**Problem details**
Reproduce every line of the listing below, unchanged and in the same order.

**Records supplied**
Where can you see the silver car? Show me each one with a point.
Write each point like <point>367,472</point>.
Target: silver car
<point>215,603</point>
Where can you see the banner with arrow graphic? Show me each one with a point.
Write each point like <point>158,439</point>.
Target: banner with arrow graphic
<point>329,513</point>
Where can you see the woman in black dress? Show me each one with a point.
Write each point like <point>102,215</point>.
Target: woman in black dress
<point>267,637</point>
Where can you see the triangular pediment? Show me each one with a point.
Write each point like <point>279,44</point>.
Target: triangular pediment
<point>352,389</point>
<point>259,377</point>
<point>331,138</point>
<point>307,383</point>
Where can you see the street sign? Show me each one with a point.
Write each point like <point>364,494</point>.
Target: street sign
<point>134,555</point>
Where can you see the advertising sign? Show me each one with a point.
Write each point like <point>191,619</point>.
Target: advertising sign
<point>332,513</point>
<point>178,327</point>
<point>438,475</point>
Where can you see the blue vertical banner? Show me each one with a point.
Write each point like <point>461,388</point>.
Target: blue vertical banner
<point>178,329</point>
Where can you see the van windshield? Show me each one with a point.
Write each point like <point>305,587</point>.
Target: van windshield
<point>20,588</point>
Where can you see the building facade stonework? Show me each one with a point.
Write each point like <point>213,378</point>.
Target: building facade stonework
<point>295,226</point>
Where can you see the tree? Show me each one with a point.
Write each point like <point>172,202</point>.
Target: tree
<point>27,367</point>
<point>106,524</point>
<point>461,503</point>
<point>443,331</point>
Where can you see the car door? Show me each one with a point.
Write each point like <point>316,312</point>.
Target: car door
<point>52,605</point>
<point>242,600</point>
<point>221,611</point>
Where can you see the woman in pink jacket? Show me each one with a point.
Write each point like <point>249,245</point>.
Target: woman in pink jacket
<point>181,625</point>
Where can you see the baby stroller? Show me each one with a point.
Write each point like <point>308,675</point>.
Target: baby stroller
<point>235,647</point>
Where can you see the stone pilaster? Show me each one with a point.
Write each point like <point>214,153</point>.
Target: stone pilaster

**Complete response**
Where can you see the silver car? Show me each one with a point.
Write each point like <point>367,472</point>.
Target: silver car
<point>215,603</point>
Where can you see the banner with arrow graphic? Show me each one with a point.
Write each point like <point>158,439</point>.
Target: banner with arrow graphic
<point>329,513</point>
Where can you see the woman in black dress? Show me each one with a point.
Write each point like <point>102,215</point>.
Target: woman in black dress
<point>267,637</point>
Where can you see the triangular pediment? Show me each one with a point.
Write each point like <point>279,44</point>.
Target: triangular pediment
<point>352,389</point>
<point>259,377</point>
<point>331,138</point>
<point>307,383</point>
Where can you see the street sign? Show me each one with a point.
Write each point like <point>364,494</point>.
Target: street sign
<point>134,555</point>
Where can you see the advertising sign? Show me each one with a point.
Write each point like <point>191,619</point>.
Target: advertising sign
<point>332,513</point>
<point>178,327</point>
<point>438,475</point>
Where can you see the blue vertical banner? Show me each one with a point.
Write each point like <point>461,388</point>.
Target: blue vertical banner
<point>178,329</point>
Where can you see the van windshield? Show me each one with a point.
Write each point like <point>305,587</point>.
Target: van windshield
<point>20,588</point>
Where can you see the building facade stonework? Show me each one with a point.
Write each point like <point>213,378</point>.
Target: building facade stonework
<point>295,226</point>
Where can you see the tree? Show me each one with a point.
Write each point like <point>172,202</point>.
Target: tree
<point>27,367</point>
<point>106,524</point>
<point>461,503</point>
<point>443,331</point>
Where can you see the car door? Show me each one with a point.
Write each point like <point>316,312</point>.
Target: car door
<point>52,605</point>
<point>242,600</point>
<point>221,611</point>
Where can you see the woman in pink jacket? Show me each one with a point.
Write each point like <point>249,245</point>.
Target: woman in pink jacket
<point>181,625</point>
Where can you see the baby stroller? Show me each one with a point.
Write each point like <point>308,675</point>.
Target: baby stroller
<point>235,647</point>
Where can you see the stone pilaster? Show me each one with a point.
Write each point like <point>214,153</point>.
Target: stone pilaster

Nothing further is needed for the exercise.